**WHAT TO DO**
The records below need to be restated word for word.
##### INPUT MATERIAL
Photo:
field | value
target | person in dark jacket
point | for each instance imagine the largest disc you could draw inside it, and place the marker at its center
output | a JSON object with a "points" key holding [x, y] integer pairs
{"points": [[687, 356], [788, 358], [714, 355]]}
##########
**FINISHED EXERCISE**
Photo:
field | value
target | person in dark jacket
point | for each instance imagine the largest disc you could draw inside it, and place the marker at its center
output | a JSON object with a "points" key holding [x, y] integer pairs
{"points": [[687, 356], [788, 358], [714, 355]]}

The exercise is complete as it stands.